§ Texto
• • •
Na sexta-feira passada, 10 de março, terminou em São Paulo o colóquio Missão Integral: caminhos e perspectivas no século 21, convocado pela Visão Mundial e patrocinado por várias organizações cristãs de serviço social. Participaram 50 líderes evangélicos entre pastores, professores e professoras de teologia, executivos de organizações cristãs e outros líderes de igrejas interessados em pensar e orar acerca dos novos caminhos da Missão Integral (MI). Os três dias transcorreram entre apresentações breves (não houve conferências magistrais), mesas de diálogo, testemunhos de vida, celebrações litúrgicas e muita camaradagem.

 

As apresentações principais estiveram a cargo de Ariovaldo Ramos, C. René Padilla (Equador-Argentina), Valdir Steuernagel, Ed René Kivitz, Ruth Padilla DeBorst (Argentina-Costa Rica), Carlos Bezerra Jr. (Deputado e presidente da Comissão de Direitos Humanos da Assembleia Legislativa de São Paulo), Alexandre Brasil, Ricardo Wesley Borges, Ziel Machado, Regina Sanchez, Serguem Silva, Paulo Junior, André Rasta, Ronilso Pacheco, Fellipe dos Anjos, Gedeon Freire e Harold Segura (Colômbia-Costa Rica).

 

Como moderadores das mesas de diálogo participaram Welinton Pereira, Luiz Felipe Xavier, Jonathan Menezes e Christian Gillis. E nas celebrações litúrgicas participou Carlinhos Veiga, reconhecido artista brasileiro. O professor Jung Mo Sung, teólogo e educador católico, docente da Universidade Metodista de São Paulo e umas das vozes mais respeitadas da teologia latino-americana, esteve presente no segundo dia do encontro. A presença das mulheres foi bastante escassa (4 ou 5), como também das pessoas mais jovens e afrodescendentes.

 

Como bem se sabe, durante estes dias o Brasil vive a pior recessão econômica que se viu em décadas (contração de 3,6% em 2016). Além disso, pelos fatos políticos que aconteceram no ano passado, se vive um clima de tensões políticas. Nas igrejas, como no resto da sociedade, há diferentes interpretações do processo de impeachment da Presidenta Dilma Rousseff. Existem não só diferenças políticas mas também teológicas: não se opina da mesma maneira sobre qual devia (e deve) ser o papel político das igrejas; nem o que significa hoje, neste ambiente, o projeto político do Reino de Deus; nem que forma deve adotar o papel profético das igrejas, como tampouco quais devem ser as formas cristãs de confrontar o pecado estrutural. As opiniões vão e vem e criam enfrentamentos entre alguns dos líderes eclesiais. Embora estes temas não tenham sido incluídos no programa oficial do colóquio, estavam aí como transfundo subentendido do encontro.
• • •
§ Instruções do exercício
1) Informe se cada afirmação a seguir está de acordo com o texto sobre o colóquio Missão Integral. Responda sim ou não e cite literalmente as palavras do texto que decidem a questão. (a) O colóquio terminou em São Paulo na sexta-feira, 10 de março. (b) A programação do encontro incluiu conferências magistrais. (c) A presença de mulheres no encontro foi numerosa.
2) Devolva, sem qualquer alteração, o trecho do texto sobre o colóquio que se inicia pelas palavras que contêm "Como moderadores das" e se encerra em "jovens e afrodescendentes.".
• • •
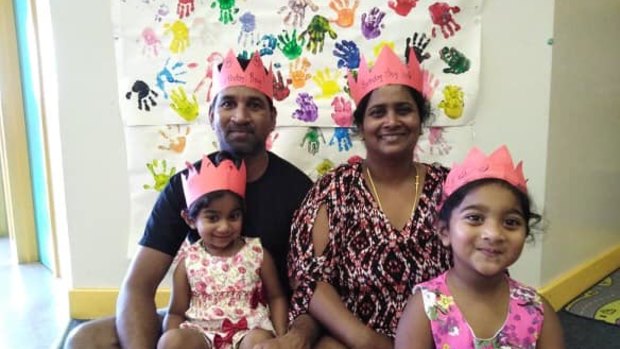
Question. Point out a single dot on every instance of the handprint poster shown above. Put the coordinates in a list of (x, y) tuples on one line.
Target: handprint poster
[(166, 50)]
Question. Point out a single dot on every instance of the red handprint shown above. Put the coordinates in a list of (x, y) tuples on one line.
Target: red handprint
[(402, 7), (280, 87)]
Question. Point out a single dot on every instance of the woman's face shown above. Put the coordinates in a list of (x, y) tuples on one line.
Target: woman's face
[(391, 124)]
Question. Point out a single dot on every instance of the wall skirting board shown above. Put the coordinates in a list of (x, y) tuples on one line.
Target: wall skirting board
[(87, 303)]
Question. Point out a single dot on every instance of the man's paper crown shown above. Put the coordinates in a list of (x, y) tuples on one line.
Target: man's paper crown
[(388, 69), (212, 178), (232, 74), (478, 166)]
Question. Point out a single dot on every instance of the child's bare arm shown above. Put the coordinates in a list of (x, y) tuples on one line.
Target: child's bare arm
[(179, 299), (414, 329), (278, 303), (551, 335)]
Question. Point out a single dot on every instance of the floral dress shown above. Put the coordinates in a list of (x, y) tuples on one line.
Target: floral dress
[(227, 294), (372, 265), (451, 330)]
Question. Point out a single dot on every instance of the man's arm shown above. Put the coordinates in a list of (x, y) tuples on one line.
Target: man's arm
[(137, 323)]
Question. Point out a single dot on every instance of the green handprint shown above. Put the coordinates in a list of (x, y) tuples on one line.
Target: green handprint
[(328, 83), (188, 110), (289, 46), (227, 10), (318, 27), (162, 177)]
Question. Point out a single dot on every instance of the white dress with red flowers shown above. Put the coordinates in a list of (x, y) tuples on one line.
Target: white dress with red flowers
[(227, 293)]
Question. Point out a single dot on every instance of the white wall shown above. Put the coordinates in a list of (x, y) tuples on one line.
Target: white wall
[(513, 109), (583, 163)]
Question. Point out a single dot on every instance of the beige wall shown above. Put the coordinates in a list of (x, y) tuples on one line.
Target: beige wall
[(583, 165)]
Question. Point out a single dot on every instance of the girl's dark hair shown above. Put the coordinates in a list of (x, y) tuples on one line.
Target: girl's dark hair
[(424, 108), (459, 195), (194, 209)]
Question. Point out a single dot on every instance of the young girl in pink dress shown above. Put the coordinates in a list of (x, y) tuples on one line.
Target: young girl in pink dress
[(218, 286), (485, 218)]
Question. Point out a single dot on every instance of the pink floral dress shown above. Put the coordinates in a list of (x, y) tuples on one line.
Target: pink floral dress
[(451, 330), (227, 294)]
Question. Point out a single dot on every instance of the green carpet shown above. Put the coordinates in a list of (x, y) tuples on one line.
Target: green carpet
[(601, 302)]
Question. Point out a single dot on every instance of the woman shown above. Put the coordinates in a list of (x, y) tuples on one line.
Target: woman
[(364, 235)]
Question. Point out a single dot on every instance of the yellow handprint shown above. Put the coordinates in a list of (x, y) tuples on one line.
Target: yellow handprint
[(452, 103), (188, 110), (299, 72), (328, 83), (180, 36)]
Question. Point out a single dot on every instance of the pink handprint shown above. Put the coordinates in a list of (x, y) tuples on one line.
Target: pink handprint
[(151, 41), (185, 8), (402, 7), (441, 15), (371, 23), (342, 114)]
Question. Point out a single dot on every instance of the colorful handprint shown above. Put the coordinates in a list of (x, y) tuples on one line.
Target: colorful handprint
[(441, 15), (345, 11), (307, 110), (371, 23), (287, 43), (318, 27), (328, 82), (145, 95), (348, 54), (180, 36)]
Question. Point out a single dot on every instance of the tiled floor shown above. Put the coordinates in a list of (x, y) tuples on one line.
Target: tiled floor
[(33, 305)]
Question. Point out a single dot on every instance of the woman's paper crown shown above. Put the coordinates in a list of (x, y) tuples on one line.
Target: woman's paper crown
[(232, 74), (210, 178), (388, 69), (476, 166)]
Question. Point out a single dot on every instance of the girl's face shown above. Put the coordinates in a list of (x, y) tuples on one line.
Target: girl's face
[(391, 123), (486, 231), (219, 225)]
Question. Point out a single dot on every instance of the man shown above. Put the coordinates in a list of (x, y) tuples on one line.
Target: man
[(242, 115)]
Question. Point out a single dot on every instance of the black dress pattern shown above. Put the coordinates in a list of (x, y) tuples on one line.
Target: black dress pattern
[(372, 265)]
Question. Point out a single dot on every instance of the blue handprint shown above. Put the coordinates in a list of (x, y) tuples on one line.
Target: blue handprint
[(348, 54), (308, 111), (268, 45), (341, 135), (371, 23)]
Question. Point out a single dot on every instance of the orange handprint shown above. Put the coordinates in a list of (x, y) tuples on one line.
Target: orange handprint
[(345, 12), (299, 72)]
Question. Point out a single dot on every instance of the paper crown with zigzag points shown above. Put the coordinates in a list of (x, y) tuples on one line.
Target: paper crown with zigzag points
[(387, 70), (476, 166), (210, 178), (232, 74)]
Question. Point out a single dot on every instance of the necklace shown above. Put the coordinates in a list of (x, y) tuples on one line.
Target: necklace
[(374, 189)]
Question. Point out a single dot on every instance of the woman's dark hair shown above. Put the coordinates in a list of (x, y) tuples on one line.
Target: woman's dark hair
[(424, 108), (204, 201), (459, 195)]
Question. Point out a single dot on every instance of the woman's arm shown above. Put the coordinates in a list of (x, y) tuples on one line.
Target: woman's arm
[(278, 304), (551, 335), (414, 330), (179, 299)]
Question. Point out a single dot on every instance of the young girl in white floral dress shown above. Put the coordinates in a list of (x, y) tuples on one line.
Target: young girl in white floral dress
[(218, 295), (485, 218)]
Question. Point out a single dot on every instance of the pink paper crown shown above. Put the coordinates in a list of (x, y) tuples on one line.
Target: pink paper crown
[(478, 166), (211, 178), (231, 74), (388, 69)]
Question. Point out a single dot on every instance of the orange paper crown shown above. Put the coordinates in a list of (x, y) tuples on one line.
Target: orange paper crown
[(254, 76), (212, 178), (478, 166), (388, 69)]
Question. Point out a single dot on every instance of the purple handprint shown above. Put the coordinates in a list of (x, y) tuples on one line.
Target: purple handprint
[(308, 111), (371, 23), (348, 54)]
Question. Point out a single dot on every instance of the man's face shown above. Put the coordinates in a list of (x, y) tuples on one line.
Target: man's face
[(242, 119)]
• • •
§ Respostas
1)
(a) Sim: "Na sexta-feira passada, 10 de março, terminou em São Paulo o colóquio Missão Integral".
(b) Não: "não houve conferências magistrais".
(c) Não: "A presença das mulheres foi bastante escassa (4 ou 5)".

2)
Como moderadores das mesas de diálogo participaram Welinton Pereira, Luiz Felipe Xavier, Jonathan Menezes e Christian Gillis. E nas celebrações litúrgicas participou Carlinhos Veiga, reconhecido artista brasileiro. O professor Jung Mo Sung, teólogo e educador católico, docente da Universidade Metodista de São Paulo e umas das vozes mais respeitadas da teologia latino-americana, esteve presente no segundo dia do encontro. A presença das mulheres foi bastante escassa (4 ou 5), como também das pessoas mais jovens e afrodescendentes.